**READING PASSAGE:**
We’ll call this report “EAT Lancet Junior”, and in GENYOUth’s own description, this report “reinforces the importance of placing children at the heart of United Nations Sustainable Development Goals.”

DMI has been actively working to incorporate these U.N. SDGs into “U.S. Dairy’s” sustainability framework and Net Zero emissions benchmark. This work also began over a decade ago when the Innovation Center for U.S. Dairy was formed and GENYOUth was founded and the FARM program was under initial development.

Lead the children through confirmation bias, get them to become energized activists, respond with a “U.S. Dairy” plan that aligns with that activism, and implement it through the FARM program – further refining who can and can’t be part of “U.S. Dairy” in the future.

Microsoft PowerPoint - Mike McCloskey.pptx

Under “Non-governmental organizations”, the NGO on this flowchart for U.S. Dairy is World Wildlife Fund (WWF).  Brent Loken is WWF’s lead scientist today.  Previously, Brent worked for EAT, the science-based global platform for food system transformation. He was a lead author on the EAT-Lancet report on Food, Planet, Health and is currently working on the roadmaps for how nations will meet GHG goals through changes in food and agriculture.     — Sources farmfoundation.org and worldwildlife.org

DMI knows full well that not all farms will be able to meet the criteria that are coming. In fact, according to a news release from PDPW covering the virtual presentation by Dr. Mike McCloskey, a key member of the U.S. Dairy Sustainability Council, acknowledged this fact.

Meanwhile, GENYOUth quotes from the “EAT Lancet Junior” report, asserting that, “Sustainability is for and about the next generation… We must find better ways to amplify children’s voices and skills for the planet’s healthy future.”

In its Edelman Intelligence survey of teenagers, GENYOUth reveals what it calls the “surprising disconnects and opportunities for stakeholders throughout the food ecosystem to do more to help ensure youth can lead, act and choose wisely in today’s food environment.”

When it comes to this idea of  ‘food that is good for me, good for the planet,’ teens said they currently rely on their families for most of this information and that they trust farmers for information.

**WRITTEN REQUEST A:** In the passage on U.S. Dairy and GENYOUth, rewrite the paragraph beginning "Under “Non-governmental organizations”" as a bulleted list that keeps its main facts.

(Saved entries)
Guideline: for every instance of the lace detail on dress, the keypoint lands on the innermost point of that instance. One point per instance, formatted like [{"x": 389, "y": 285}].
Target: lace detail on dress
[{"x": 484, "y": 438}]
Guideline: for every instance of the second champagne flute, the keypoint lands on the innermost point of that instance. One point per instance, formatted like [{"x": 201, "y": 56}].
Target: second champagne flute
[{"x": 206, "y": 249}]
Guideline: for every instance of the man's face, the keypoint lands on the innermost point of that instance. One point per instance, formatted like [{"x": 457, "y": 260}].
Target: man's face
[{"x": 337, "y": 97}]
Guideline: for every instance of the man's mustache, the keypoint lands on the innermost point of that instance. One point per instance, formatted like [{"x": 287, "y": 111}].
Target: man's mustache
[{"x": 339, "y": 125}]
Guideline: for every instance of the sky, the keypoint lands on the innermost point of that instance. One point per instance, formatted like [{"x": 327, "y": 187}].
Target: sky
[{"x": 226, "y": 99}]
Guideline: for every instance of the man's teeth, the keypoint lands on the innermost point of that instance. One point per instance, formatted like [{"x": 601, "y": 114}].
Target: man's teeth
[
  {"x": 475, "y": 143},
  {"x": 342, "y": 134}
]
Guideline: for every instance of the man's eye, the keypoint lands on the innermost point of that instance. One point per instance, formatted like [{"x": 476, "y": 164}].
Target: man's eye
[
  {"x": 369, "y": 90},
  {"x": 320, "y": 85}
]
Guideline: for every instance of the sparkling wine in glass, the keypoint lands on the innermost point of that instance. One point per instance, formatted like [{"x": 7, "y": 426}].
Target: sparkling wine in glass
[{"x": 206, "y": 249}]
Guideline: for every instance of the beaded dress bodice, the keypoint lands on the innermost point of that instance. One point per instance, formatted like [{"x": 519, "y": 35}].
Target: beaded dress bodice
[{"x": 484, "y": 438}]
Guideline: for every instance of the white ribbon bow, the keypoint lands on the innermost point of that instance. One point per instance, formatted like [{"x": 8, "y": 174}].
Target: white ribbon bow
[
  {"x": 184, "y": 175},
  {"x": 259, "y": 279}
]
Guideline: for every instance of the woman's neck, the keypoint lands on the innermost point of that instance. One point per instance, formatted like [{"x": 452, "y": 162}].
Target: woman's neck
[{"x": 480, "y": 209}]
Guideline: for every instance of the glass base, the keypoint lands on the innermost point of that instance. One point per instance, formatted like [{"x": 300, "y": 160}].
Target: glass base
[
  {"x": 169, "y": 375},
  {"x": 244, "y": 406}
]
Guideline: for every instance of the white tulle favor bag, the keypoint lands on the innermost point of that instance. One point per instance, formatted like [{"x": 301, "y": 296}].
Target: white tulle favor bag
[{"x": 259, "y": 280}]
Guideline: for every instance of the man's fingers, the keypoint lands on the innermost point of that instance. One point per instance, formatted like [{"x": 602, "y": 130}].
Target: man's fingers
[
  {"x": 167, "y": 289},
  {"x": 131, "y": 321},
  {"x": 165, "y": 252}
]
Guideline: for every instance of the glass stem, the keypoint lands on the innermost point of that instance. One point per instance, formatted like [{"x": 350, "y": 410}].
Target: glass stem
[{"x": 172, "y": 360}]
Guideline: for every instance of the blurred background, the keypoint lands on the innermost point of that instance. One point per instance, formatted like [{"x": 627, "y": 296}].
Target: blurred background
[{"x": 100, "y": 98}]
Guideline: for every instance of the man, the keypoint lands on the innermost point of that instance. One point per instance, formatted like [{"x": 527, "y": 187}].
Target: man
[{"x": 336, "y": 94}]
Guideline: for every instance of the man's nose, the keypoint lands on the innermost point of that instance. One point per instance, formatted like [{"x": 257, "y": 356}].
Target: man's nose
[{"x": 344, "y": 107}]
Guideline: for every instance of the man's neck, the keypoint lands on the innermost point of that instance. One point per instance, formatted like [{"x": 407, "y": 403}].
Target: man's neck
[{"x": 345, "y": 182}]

**WRITTEN REQUEST B:** Convert the saved entries into a numbered list with blank lines left out, starting with the entry line that contains "Guideline: for every instance of the man's neck, the" and going on through the end of the entries.

**EXERCISE RESPONSE A:**
- The NGO named under "Non-governmental organizations" on the U.S. Dairy flowchart is World Wildlife Fund (WWF).
- Brent Loken is WWF's lead scientist today.
- He previously worked for EAT, the science-based global platform for food system transformation.
- He was a lead author on the EAT-Lancet report on Food, Planet, Health.
- He is now working on roadmaps for how nations will meet GHG goals through changes in food and agriculture.
- Sources: farmfoundation.org and worldwildlife.org.

**EXERCISE RESPONSE B:**
1. Guideline: for every instance of the man's neck, the keypoint lands on the innermost point of that instance. One point per instance, formatted like [{"x": 407, "y": 403}].
2. Target: man's neck
3. [{"x": 345, "y": 182}]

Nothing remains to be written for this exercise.